→ SELECTED TEXT:
○ ○ ○ ○

Films from six MENA countries including Egypt, Saudi Arabia, and Lebanon will take part in the short film festival in North America.
The annual Palm Springs International ShortFest has announced its 2021 lineup that will showcase 295 films from June 22 to 28. Eight films from the Arab world will be among the titles screening at this year’s event, which includes 32 world premieres.
It is the biggest event for short films in North America, a designated awards-qualifying event for the Oscars, Baftas and their Spanish equivalent the Goyas, and offers prizes of up to $25,000 for winners.
This year, however, Shortfest takes on even greater significance as the first festival in California to hold all of its screenings in cinemas, albeit with limited capacity.
The festival’s Arab selections were made from six MENA countries including Palestine, Sudan, Egypt, Lebanon, Tunisia, and Saudi Arabia.
The Arab movies that are set to premiere include Borekas, Al-Sit, Drought, Ain’t No Time for Women, I Am Afraid to Forget Your Face, The Promised, What We Don’t Know About Mariam, The Girls Who Burnt the Night, and Nour Shams.
Saleh Saadi’s semi-autobiographical film Borekas is named after the popular Palestinian snack his father would treat him to on a weekend. The film centres on a father and son granted an unexpected opportunity to bond after their car breaks down on the way to the airport. The film is Saadi’s first and competes for the Best LGBT+ Short prize.
Suzannah Mirghani’s Al-Sit tells the story of a 15-year-old Sudanese girl called Nafisa who’s torn between the love of her life in her cotton-farming village and her parents’ plans for an arranged marriage abroad. It features in Palm Springs’ Women on Top section, where it will compete for the Best Live Action Short Over 15 Minutes and Young Cineastes prizes.
When two Saudi sisters are refused permission to go to the grocery store while helping their mother prepare for an engagement party, things escalate surprisingly quickly. Sara Mesfer’s The Girls Who Burnt the Night will compete in California for the Best Live Action Short Over 15 Minutes and Best Student International Short prizes.

○ ○ ○ ○

→ EXTRACTED DATA:
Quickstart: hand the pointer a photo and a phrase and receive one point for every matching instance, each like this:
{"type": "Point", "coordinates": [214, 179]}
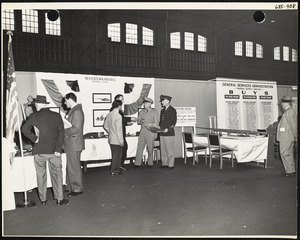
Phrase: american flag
{"type": "Point", "coordinates": [11, 95]}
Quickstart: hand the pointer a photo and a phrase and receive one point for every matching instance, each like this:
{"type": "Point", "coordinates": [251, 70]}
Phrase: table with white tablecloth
{"type": "Point", "coordinates": [24, 174]}
{"type": "Point", "coordinates": [246, 149]}
{"type": "Point", "coordinates": [97, 150]}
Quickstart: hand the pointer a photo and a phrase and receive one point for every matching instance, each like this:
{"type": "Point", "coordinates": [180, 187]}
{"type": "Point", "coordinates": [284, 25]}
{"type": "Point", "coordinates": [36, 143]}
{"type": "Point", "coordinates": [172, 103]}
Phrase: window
{"type": "Point", "coordinates": [189, 41]}
{"type": "Point", "coordinates": [277, 53]}
{"type": "Point", "coordinates": [30, 21]}
{"type": "Point", "coordinates": [286, 53]}
{"type": "Point", "coordinates": [131, 33]}
{"type": "Point", "coordinates": [249, 49]}
{"type": "Point", "coordinates": [175, 40]}
{"type": "Point", "coordinates": [294, 55]}
{"type": "Point", "coordinates": [259, 51]}
{"type": "Point", "coordinates": [114, 32]}
{"type": "Point", "coordinates": [202, 44]}
{"type": "Point", "coordinates": [8, 20]}
{"type": "Point", "coordinates": [147, 36]}
{"type": "Point", "coordinates": [52, 27]}
{"type": "Point", "coordinates": [238, 48]}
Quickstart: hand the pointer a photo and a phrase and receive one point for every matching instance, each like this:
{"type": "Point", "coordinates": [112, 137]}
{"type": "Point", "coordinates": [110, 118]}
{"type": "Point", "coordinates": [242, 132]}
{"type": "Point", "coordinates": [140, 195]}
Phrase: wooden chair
{"type": "Point", "coordinates": [195, 149]}
{"type": "Point", "coordinates": [215, 148]}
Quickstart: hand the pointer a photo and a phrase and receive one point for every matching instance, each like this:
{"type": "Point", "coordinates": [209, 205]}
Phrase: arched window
{"type": "Point", "coordinates": [30, 21]}
{"type": "Point", "coordinates": [147, 36]}
{"type": "Point", "coordinates": [8, 19]}
{"type": "Point", "coordinates": [189, 41]}
{"type": "Point", "coordinates": [114, 32]}
{"type": "Point", "coordinates": [202, 44]}
{"type": "Point", "coordinates": [175, 40]}
{"type": "Point", "coordinates": [259, 51]}
{"type": "Point", "coordinates": [131, 33]}
{"type": "Point", "coordinates": [238, 48]}
{"type": "Point", "coordinates": [52, 27]}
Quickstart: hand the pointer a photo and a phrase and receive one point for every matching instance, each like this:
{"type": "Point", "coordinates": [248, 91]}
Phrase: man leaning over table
{"type": "Point", "coordinates": [48, 140]}
{"type": "Point", "coordinates": [147, 116]}
{"type": "Point", "coordinates": [287, 135]}
{"type": "Point", "coordinates": [74, 144]}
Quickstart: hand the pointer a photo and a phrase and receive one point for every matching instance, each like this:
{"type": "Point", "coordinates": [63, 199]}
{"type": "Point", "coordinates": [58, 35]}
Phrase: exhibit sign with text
{"type": "Point", "coordinates": [246, 104]}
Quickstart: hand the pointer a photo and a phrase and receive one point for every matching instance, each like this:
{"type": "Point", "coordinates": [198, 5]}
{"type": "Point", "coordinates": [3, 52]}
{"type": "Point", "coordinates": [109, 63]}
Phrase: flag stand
{"type": "Point", "coordinates": [25, 203]}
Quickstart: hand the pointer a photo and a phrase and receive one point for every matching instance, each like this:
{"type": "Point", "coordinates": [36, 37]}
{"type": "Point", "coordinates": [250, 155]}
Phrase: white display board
{"type": "Point", "coordinates": [246, 104]}
{"type": "Point", "coordinates": [96, 94]}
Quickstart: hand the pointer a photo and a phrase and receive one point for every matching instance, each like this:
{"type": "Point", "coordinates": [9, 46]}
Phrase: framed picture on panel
{"type": "Point", "coordinates": [101, 97]}
{"type": "Point", "coordinates": [54, 109]}
{"type": "Point", "coordinates": [99, 117]}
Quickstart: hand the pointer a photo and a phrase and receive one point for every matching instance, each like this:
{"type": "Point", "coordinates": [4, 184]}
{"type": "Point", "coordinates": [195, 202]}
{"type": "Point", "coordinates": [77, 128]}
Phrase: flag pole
{"type": "Point", "coordinates": [26, 203]}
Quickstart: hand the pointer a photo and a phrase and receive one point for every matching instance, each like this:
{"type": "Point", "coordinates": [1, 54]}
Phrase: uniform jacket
{"type": "Point", "coordinates": [168, 119]}
{"type": "Point", "coordinates": [113, 125]}
{"type": "Point", "coordinates": [50, 131]}
{"type": "Point", "coordinates": [74, 140]}
{"type": "Point", "coordinates": [287, 127]}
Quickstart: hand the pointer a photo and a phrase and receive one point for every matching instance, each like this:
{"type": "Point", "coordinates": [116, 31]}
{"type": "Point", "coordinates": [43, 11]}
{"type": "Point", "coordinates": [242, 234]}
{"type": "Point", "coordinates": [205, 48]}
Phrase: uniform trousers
{"type": "Point", "coordinates": [74, 172]}
{"type": "Point", "coordinates": [167, 150]}
{"type": "Point", "coordinates": [287, 156]}
{"type": "Point", "coordinates": [116, 157]}
{"type": "Point", "coordinates": [145, 138]}
{"type": "Point", "coordinates": [55, 169]}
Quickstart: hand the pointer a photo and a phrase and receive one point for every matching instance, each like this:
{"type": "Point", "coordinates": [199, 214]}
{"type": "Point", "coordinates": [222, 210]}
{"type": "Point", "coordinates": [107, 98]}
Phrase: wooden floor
{"type": "Point", "coordinates": [187, 201]}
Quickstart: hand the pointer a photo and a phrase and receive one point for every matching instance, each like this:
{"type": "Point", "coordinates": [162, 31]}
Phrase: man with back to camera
{"type": "Point", "coordinates": [168, 119]}
{"type": "Point", "coordinates": [126, 121]}
{"type": "Point", "coordinates": [287, 135]}
{"type": "Point", "coordinates": [48, 140]}
{"type": "Point", "coordinates": [73, 145]}
{"type": "Point", "coordinates": [147, 116]}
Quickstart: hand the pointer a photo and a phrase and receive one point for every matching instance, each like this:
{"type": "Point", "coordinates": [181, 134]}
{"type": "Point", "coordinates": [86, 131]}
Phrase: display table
{"type": "Point", "coordinates": [98, 150]}
{"type": "Point", "coordinates": [246, 149]}
{"type": "Point", "coordinates": [24, 173]}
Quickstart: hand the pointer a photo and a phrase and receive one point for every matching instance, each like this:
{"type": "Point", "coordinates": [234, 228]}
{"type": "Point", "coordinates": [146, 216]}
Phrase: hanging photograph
{"type": "Point", "coordinates": [99, 116]}
{"type": "Point", "coordinates": [101, 97]}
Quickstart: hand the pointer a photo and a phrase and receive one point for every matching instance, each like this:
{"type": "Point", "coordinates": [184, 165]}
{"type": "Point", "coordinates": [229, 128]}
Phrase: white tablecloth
{"type": "Point", "coordinates": [99, 149]}
{"type": "Point", "coordinates": [24, 174]}
{"type": "Point", "coordinates": [246, 149]}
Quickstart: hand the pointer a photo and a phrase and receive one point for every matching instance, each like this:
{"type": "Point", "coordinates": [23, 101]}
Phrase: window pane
{"type": "Point", "coordinates": [147, 36]}
{"type": "Point", "coordinates": [52, 27]}
{"type": "Point", "coordinates": [131, 33]}
{"type": "Point", "coordinates": [189, 41]}
{"type": "Point", "coordinates": [202, 44]}
{"type": "Point", "coordinates": [114, 32]}
{"type": "Point", "coordinates": [175, 40]}
{"type": "Point", "coordinates": [276, 53]}
{"type": "Point", "coordinates": [259, 51]}
{"type": "Point", "coordinates": [8, 20]}
{"type": "Point", "coordinates": [286, 53]}
{"type": "Point", "coordinates": [238, 48]}
{"type": "Point", "coordinates": [249, 49]}
{"type": "Point", "coordinates": [30, 21]}
{"type": "Point", "coordinates": [294, 55]}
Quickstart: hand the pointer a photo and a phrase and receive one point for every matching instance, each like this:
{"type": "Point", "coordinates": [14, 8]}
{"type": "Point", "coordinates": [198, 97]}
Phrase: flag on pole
{"type": "Point", "coordinates": [11, 96]}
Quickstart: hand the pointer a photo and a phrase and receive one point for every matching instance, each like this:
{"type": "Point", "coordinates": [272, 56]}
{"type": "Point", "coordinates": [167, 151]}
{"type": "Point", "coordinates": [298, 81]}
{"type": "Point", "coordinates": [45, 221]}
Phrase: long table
{"type": "Point", "coordinates": [98, 150]}
{"type": "Point", "coordinates": [24, 174]}
{"type": "Point", "coordinates": [246, 149]}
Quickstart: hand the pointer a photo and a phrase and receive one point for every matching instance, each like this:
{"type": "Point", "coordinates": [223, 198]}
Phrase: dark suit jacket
{"type": "Point", "coordinates": [51, 131]}
{"type": "Point", "coordinates": [168, 119]}
{"type": "Point", "coordinates": [74, 140]}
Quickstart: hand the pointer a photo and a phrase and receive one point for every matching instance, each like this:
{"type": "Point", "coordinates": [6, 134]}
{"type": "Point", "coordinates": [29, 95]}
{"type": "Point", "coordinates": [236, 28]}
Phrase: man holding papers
{"type": "Point", "coordinates": [48, 140]}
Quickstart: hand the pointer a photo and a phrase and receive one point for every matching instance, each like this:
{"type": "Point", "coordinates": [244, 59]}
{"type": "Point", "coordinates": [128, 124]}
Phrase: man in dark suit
{"type": "Point", "coordinates": [126, 121]}
{"type": "Point", "coordinates": [74, 144]}
{"type": "Point", "coordinates": [48, 140]}
{"type": "Point", "coordinates": [287, 135]}
{"type": "Point", "coordinates": [168, 120]}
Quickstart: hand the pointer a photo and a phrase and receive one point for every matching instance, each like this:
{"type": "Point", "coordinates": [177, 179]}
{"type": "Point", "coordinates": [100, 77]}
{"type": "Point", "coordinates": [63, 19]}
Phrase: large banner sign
{"type": "Point", "coordinates": [246, 104]}
{"type": "Point", "coordinates": [96, 94]}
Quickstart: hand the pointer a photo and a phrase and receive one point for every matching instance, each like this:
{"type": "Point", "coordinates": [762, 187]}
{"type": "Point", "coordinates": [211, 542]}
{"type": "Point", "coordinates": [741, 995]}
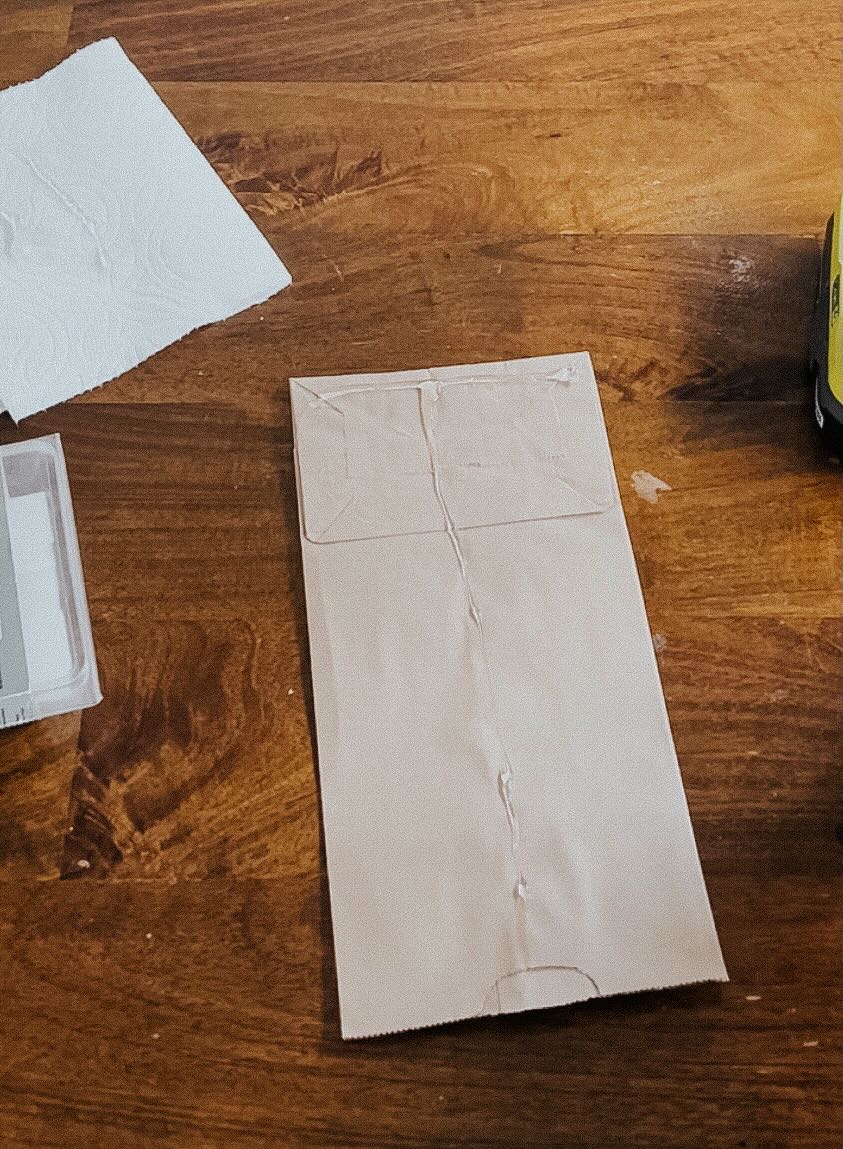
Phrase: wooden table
{"type": "Point", "coordinates": [447, 182]}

○ ○ ○ ○

→ TASKS AND EXERCISES:
#1 Please pull out everything in the ShortFest article from "Saleh Saadi’s semi-autobiographical" down to "Young Cineastes prizes.", copied word for word.
#2 Answer these from the ShortFest article:
(a) How many films will the 2021 festival showcase?
(b) How old is Nafisa, the girl in Al-Sit?
(c) Who made The Girls Who Burnt the Night?
The listing isn't needed for any of this.

→ SOLUTIONS BY TASK:
#1
Saleh Saadi’s semi-autobiographical film Borekas is named after the popular Palestinian snack his father would treat him to on a weekend. The film centres on a father and son granted an unexpected opportunity to bond after their car breaks down on the way to the airport. The film is Saadi’s first and competes for the Best LGBT+ Short prize.
Suzannah Mirghani’s Al-Sit tells the story of a 15-year-old Sudanese girl called Nafisa who’s torn between the love of her life in her cotton-farming village and her parents’ plans for an arranged marriage abroad. It features in Palm Springs’ Women on Top section, where it will compete for the Best Live Action Short Over 15 Minutes and Young Cineastes prizes.

#2
(a) 295
(b) 15
(c) Sara Mesfer